Directive: In the text about the FM test patch, list every field name in the "frequency" section of the Neóni preset.

Selected extract:
.....

It’s good to know that they do have internal sync. I’m considering to have a second version of this patch with all oscillators patched to match the sync arrangement of PO-204 and no wildcard oscillator (the current patch essentially features 5-operator algorithms). The current patch has sync set up like this:

  • Operators 1, 2, and 3 → Sync to Operator 4
  • Operator 4 and WC Operator → Sync to global trigger at patch load

So long as there’s no WC operator, I think that the external sync on patch load can probably be removed without “invalidating” the comparisons between oscillators.

Here is a significant new version of the test patch.

I’ve now added Instruō Neóni to the FM rotation. My configuration for this patch uses Neóni in Traditional mode and also DC coupling.

Like other Instruō modules in VCV, Neóni features simulation of the analog variance between the physical eurorack modules. This analog variance is stored in the module’s preset, and so it can be studied and modified, and if a module is duplicated then there is no analog variance between the duplicate and the original. So, I took some care not only to ensure that all 5 instances were the same, but additionally I rounded off some of the numbers in the preset in order to arrive at some kind of specific testing unit. Here is the preset that can be pasted onto any Neóni module in order to turn it into one such testing unit (parameters will not be changed):

  "plugin": "Instruo",
  "model": "neoni",
  "version": "2.0.0",
  "data": {
    "deviations": {
      "frequency": {
        "minimum": 4.8246350288391113,
        "maximum": 37240.65625,
        "fine": 295.11865234375,
        "vpo_error": 0.0,
        "fm_bias": 0.0
      "amplitudes": [
      "wavefolder": {
        "minimum": 0.62463122606277466,
        "maximum": 0.85045909881591797
      "waves": {
        "sawtooth": {
          "bias": 1.031604528427124,
          "invert_level": -0.19921243190765381
        "sine_shape": 1.5

This addition of Neóni (in both sine and triangle forms) brought me to a full MixMaster, but also overburdened my CPU. (To be clear, I don’t blame Neóni at all; 80 oscillators is a lot for one patch!) So now I’ve split the patch in two: one for phase modulation and one for frequency modulation.

While testing Neóni alongside the other FM oscillators, I found a curious dichotomy: for this particular sequence of algorithms, hard sync leads Neóni to sound rather clicky but conversely soft sync makes Terrorform start clicking. So, because all of the FM oscillators have both hard and soft sync, I decided to double up the patch and share both versions.

This version sees the dawn of Full Detach Mode in TZOP (thanks very much @synthi!). No more gaps there. :grinning:

This is also using the latest release of Algomorph, featuring carrier averaging at the Carrier Sum output. This means that you may notice less volume fluctuation across all of these tests going forward, no matter the sequence of algorithms.

.....

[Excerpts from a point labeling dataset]

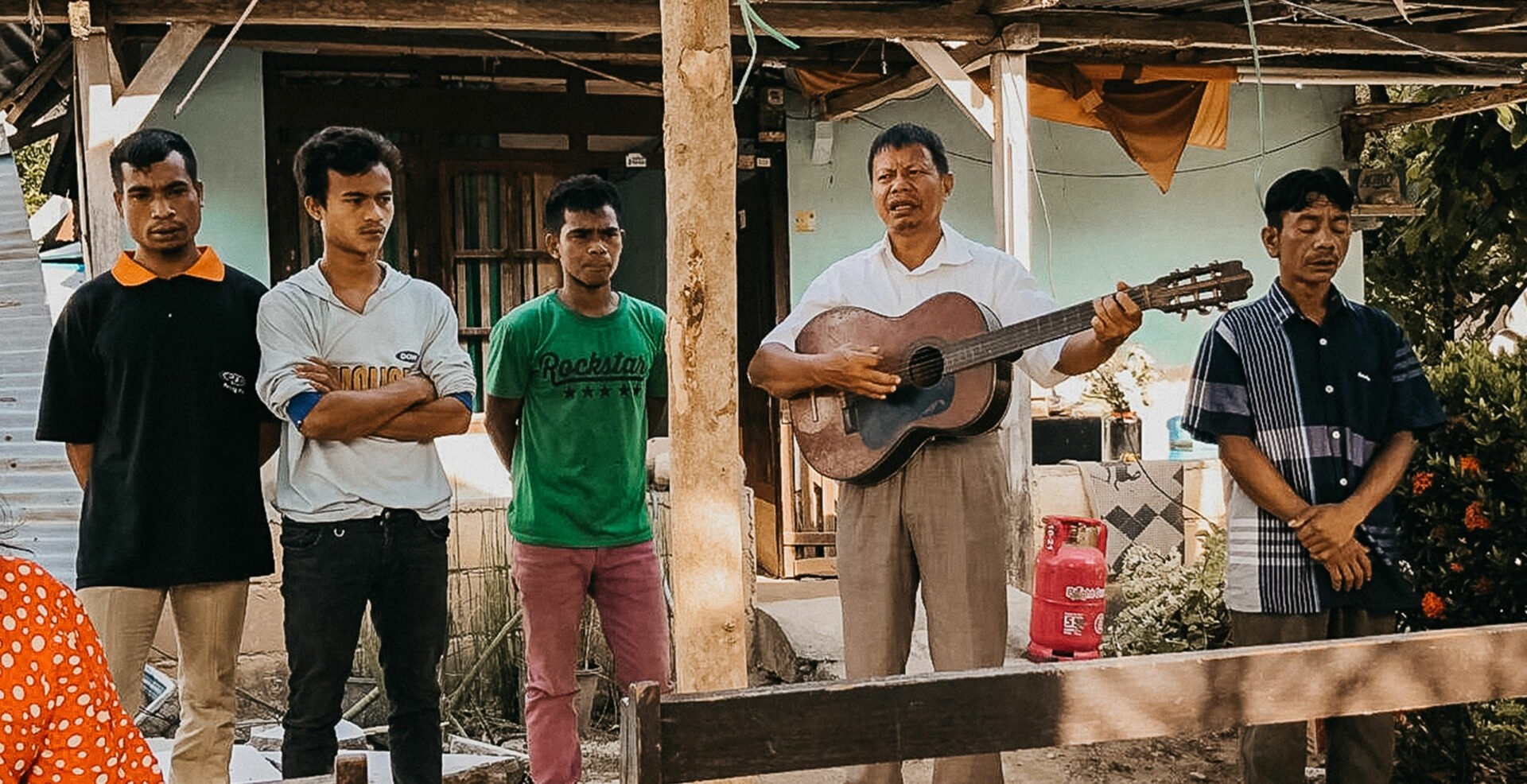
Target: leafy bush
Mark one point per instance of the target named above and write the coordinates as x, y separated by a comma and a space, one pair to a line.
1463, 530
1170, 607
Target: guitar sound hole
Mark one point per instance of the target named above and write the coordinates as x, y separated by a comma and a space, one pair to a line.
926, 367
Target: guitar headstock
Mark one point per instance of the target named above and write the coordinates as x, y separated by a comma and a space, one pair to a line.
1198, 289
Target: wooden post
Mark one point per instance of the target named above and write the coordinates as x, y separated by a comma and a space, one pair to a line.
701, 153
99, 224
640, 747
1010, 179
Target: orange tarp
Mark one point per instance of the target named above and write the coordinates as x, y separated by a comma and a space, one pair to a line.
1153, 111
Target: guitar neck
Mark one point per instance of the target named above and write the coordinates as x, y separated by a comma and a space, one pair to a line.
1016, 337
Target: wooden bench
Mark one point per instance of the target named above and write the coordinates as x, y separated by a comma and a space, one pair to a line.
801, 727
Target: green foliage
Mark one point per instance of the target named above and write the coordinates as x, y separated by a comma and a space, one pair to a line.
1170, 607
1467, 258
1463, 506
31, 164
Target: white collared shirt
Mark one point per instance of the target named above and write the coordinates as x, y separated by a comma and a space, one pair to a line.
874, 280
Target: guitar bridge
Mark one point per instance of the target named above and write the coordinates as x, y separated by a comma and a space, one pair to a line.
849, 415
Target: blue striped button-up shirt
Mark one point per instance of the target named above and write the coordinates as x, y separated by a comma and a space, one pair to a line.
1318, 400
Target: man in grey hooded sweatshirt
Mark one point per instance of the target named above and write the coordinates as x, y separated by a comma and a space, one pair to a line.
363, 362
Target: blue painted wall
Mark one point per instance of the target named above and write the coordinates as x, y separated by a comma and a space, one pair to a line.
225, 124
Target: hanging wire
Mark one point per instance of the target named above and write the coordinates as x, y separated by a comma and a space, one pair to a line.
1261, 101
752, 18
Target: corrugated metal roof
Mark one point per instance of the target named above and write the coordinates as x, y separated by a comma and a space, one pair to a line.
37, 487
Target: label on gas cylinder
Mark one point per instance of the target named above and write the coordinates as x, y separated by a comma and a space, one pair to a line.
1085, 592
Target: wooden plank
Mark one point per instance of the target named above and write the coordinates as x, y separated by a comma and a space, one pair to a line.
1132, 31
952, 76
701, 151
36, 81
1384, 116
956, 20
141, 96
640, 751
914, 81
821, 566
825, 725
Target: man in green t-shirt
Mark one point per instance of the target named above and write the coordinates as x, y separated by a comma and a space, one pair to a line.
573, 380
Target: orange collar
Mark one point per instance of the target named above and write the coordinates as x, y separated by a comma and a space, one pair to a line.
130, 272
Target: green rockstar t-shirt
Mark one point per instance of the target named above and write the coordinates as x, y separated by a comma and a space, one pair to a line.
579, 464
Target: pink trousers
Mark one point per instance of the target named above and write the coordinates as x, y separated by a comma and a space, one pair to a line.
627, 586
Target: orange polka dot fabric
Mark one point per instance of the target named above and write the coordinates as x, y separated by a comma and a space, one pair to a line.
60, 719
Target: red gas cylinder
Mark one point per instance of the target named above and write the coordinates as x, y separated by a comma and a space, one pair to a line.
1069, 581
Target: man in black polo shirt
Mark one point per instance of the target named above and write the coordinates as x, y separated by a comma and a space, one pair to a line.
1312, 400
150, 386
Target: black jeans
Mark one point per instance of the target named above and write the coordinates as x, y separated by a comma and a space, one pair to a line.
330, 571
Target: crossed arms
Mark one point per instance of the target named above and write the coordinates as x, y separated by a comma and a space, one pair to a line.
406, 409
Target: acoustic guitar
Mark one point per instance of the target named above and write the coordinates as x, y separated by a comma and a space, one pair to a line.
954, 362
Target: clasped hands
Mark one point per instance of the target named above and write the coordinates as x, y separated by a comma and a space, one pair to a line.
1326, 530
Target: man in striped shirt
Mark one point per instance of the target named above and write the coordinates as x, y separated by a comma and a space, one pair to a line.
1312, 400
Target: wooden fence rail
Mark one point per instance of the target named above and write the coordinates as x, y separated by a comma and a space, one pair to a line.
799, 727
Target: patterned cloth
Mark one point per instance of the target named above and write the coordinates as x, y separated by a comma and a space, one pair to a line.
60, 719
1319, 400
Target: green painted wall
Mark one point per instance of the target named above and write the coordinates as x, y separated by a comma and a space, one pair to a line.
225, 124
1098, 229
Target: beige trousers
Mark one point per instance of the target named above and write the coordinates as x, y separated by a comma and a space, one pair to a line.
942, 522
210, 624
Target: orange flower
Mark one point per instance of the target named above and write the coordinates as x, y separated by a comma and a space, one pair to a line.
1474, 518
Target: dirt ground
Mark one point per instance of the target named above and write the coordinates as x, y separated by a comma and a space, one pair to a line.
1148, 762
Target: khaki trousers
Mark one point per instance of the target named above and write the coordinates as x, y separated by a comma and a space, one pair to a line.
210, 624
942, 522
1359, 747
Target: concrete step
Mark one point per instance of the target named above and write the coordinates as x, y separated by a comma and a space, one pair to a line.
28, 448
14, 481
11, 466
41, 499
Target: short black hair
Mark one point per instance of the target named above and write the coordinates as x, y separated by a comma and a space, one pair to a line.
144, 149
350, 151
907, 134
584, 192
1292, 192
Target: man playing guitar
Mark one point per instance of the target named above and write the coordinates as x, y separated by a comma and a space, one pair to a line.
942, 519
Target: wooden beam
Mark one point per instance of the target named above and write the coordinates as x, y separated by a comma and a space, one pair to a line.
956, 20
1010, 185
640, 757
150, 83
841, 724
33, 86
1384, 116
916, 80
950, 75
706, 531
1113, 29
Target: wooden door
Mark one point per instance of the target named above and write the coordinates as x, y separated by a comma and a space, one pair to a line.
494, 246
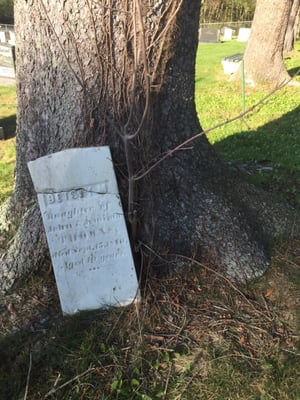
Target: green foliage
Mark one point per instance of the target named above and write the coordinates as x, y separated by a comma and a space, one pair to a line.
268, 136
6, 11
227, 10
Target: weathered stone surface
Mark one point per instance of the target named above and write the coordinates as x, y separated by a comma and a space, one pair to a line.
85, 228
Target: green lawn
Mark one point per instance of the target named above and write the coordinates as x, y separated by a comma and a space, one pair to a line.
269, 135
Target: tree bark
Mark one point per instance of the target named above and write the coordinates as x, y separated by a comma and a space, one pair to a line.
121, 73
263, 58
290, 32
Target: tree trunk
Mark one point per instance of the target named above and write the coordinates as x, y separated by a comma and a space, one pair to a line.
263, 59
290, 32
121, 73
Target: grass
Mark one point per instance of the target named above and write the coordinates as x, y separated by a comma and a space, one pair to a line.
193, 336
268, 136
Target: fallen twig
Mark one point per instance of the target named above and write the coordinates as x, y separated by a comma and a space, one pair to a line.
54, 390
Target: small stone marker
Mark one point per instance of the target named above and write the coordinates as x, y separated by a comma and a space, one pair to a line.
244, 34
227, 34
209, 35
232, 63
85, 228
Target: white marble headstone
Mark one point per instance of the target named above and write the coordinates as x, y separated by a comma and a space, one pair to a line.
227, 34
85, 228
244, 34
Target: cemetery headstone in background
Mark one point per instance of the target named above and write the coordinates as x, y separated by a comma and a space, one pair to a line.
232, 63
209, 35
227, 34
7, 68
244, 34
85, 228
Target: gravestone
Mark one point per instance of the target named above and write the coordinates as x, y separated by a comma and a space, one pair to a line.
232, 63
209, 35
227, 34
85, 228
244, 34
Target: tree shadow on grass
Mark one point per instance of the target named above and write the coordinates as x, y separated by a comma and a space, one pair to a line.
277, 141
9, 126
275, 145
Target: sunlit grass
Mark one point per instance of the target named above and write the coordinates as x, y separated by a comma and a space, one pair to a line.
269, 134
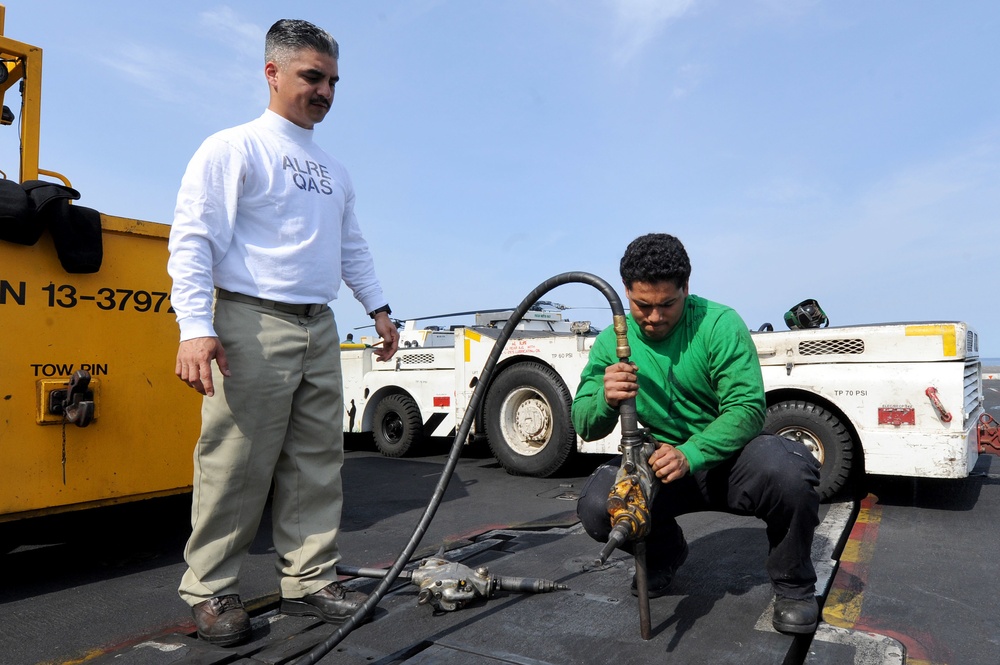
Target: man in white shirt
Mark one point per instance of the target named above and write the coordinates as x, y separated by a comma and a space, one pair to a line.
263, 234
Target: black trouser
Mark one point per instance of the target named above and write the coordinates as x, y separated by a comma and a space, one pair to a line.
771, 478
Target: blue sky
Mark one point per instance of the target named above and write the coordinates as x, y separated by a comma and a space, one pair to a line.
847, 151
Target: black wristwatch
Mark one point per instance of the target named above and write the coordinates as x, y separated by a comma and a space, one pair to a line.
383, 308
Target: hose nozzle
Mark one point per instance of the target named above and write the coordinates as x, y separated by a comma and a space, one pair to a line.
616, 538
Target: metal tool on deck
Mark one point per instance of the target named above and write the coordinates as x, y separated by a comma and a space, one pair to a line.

.....

Task answer: minimum, maximum, fine, vpo_error, fm_bias